**PROVIDED ENTRIES**.

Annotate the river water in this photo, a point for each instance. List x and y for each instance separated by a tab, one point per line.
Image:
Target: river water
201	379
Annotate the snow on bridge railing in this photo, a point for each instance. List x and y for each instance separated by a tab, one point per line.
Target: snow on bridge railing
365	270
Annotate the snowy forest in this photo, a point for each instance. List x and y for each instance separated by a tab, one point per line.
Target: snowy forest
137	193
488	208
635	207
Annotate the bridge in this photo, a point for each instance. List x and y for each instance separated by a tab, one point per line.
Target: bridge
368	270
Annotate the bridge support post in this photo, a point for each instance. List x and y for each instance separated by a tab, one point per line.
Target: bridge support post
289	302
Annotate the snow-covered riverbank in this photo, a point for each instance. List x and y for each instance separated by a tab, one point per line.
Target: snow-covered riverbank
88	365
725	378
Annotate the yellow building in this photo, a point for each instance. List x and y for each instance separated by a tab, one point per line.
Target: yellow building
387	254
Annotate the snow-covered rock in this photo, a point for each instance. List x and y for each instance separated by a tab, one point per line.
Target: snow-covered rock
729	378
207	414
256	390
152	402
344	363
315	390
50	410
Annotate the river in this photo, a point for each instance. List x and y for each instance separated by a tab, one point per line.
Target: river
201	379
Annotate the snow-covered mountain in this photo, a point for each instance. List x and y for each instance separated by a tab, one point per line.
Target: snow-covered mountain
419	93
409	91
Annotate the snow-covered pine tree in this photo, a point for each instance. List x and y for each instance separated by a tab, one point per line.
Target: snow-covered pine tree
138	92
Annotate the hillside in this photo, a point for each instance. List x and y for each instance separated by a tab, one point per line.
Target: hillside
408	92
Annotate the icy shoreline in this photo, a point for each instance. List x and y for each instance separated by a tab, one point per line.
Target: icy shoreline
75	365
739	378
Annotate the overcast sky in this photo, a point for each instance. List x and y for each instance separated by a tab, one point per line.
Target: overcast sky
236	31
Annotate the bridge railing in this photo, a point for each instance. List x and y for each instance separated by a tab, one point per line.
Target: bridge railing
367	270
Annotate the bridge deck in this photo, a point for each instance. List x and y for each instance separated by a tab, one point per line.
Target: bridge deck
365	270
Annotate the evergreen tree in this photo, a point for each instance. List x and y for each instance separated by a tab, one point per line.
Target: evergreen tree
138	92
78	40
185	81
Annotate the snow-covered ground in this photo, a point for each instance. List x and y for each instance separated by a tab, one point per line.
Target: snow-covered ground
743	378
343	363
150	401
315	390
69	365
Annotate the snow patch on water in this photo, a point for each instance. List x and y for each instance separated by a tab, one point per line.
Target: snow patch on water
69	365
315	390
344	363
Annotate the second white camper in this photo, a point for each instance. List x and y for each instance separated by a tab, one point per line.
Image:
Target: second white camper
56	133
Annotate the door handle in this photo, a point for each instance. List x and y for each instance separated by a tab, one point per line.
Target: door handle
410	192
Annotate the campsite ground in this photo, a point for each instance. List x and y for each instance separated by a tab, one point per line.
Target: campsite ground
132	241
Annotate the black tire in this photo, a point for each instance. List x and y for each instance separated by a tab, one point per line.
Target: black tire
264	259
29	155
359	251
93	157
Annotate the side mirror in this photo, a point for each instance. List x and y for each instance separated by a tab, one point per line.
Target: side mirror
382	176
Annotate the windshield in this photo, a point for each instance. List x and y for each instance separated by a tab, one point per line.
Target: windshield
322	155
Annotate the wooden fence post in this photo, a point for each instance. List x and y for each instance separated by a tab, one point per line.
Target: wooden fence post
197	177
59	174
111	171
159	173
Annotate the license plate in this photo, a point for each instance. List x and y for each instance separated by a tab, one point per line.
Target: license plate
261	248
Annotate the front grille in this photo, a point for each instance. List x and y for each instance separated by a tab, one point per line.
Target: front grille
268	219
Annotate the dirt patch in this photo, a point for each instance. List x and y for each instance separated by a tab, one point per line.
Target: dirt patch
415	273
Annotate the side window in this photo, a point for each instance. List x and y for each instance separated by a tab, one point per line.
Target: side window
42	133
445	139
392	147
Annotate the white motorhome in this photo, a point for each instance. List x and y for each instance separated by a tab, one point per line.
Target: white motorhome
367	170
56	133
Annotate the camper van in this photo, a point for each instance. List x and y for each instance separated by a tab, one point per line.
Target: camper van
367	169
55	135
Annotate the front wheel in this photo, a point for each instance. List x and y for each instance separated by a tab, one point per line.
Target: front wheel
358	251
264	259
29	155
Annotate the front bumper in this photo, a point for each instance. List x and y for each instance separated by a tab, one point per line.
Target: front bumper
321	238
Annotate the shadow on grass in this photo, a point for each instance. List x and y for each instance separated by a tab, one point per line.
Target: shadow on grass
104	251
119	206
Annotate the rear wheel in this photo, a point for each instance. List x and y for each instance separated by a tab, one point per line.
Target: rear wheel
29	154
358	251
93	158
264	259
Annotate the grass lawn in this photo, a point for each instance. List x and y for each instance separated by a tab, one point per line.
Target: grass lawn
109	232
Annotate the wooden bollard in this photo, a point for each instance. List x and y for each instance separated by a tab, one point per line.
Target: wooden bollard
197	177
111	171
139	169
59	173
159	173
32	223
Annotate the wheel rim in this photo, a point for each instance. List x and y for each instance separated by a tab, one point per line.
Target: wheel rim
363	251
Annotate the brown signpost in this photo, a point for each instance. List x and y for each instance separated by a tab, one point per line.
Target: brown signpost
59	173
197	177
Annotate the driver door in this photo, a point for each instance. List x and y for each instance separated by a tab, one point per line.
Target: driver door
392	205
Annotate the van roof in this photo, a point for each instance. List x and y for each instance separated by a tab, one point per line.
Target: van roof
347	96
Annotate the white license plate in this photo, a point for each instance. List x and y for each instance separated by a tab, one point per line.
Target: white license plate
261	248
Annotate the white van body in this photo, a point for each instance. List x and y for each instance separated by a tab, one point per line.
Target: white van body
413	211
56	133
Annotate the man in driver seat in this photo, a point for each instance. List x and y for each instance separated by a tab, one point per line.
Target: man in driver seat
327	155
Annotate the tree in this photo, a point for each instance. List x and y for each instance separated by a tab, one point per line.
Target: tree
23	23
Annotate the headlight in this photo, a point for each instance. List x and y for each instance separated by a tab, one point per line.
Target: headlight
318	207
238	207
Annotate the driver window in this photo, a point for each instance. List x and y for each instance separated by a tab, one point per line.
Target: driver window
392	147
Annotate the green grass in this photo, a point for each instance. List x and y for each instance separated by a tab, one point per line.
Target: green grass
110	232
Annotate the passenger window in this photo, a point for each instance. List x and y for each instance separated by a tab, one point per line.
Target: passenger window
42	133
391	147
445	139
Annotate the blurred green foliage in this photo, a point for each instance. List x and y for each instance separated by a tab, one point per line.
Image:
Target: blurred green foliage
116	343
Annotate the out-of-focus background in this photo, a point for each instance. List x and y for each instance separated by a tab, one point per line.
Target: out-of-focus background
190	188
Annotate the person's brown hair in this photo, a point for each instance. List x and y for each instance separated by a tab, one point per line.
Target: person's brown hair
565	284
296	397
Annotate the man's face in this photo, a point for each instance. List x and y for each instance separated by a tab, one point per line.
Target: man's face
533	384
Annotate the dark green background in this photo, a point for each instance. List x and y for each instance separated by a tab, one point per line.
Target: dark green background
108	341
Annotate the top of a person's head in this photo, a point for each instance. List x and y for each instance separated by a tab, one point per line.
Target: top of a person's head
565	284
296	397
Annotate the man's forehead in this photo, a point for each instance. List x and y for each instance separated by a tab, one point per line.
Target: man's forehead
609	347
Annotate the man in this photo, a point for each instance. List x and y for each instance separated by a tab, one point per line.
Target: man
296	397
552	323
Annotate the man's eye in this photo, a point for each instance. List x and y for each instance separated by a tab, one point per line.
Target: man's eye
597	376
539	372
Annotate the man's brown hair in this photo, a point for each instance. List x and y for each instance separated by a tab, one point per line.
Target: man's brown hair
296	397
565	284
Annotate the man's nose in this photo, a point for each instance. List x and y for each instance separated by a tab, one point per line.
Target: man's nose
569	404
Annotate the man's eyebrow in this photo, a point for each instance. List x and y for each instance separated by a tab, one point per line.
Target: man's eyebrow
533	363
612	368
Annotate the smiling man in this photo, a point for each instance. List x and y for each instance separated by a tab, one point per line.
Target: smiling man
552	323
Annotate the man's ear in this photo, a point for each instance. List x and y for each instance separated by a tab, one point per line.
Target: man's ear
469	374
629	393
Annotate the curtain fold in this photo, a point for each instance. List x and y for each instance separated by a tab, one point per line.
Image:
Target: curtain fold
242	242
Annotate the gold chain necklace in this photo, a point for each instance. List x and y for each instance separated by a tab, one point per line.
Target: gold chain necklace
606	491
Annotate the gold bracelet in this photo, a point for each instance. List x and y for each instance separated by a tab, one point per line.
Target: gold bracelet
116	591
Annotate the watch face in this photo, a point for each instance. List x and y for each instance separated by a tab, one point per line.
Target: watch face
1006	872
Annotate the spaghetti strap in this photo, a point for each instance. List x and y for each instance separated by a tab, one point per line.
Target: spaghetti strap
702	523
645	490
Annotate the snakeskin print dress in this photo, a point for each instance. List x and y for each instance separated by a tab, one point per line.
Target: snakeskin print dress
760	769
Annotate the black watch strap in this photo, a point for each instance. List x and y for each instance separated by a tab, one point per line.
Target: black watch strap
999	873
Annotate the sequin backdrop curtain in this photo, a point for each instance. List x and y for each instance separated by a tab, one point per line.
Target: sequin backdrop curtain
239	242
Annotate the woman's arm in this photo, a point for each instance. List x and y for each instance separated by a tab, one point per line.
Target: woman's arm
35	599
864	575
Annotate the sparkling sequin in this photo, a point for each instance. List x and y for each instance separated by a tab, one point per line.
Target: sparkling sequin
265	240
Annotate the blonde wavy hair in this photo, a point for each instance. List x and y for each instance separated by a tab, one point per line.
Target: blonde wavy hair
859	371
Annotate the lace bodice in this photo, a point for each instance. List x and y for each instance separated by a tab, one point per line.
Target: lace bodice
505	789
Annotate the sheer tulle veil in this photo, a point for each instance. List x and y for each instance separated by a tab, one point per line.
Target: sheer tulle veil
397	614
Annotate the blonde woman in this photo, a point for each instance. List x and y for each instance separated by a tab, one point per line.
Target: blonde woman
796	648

**REQUIRED WORK**. Copy, exactly and only, the lines above that begin with the one containing "Target: front wheel" and finish with the one containing "Annotate the tree".

**OUTPUT**.
Target: front wheel
358	251
264	259
29	155
Annotate the front bumper in this photo, a point for each instance. List x and y for each instance separated by a tab, one point per line.
Target: front bumper
321	238
Annotate the shadow on grass in this photo, a point for each instance. List x and y for each instance separated by a tab, one point per line.
Target: shadow on grass
104	251
119	206
Annotate the rear wheel in this photo, a point for each instance. List x and y for each instance separated by a tab, one point per line.
Target: rear wheel
29	154
358	251
93	158
264	259
Annotate the grass lawn in this photo, a point for each instance. List x and y for each instance separated by a tab, one point per line.
Target: grass lawn
109	232
Annotate the wooden bollard in this photo, a point for each instance. List x and y for each instance separated by a tab, one point per line.
Target: wooden bollard
197	177
111	171
139	169
59	173
159	173
32	223
Annotate the wheel rim in this photo, a point for each instance. List x and y for each instance separated by a tab, one point per line.
Target: wheel rim
363	251
Annotate the brown signpost in this photo, a point for each instance. List x and y for each instance separated by a tab, one point per line.
Target: brown signpost
59	173
197	177
Annotate the driver door in this photo, a point for each instance. List x and y for each instance separated by a tab, one point per line.
Target: driver door
392	205
Annotate the van roof in this photo, a point for each instance. List x and y for each instance separated by a tab, one point per line.
Target: van roof
347	96
Annotate the white license plate in this photo, a point for each instance. List x and y for each instance separated by a tab, one point per line.
Target: white license plate
261	248
Annotate the white van body in this photo, a point for each instance. List x and y for each instance separated by a tab, one point per line.
Target: white van body
413	211
56	133
Annotate the man in driver seat in this photo, a point for each instance. List x and y for each instance separated by a tab, one point per line.
Target: man in driver seat
327	155
Annotate the tree in this photo, a point for each instance. List x and y for each instance separated by a tab, one point per line.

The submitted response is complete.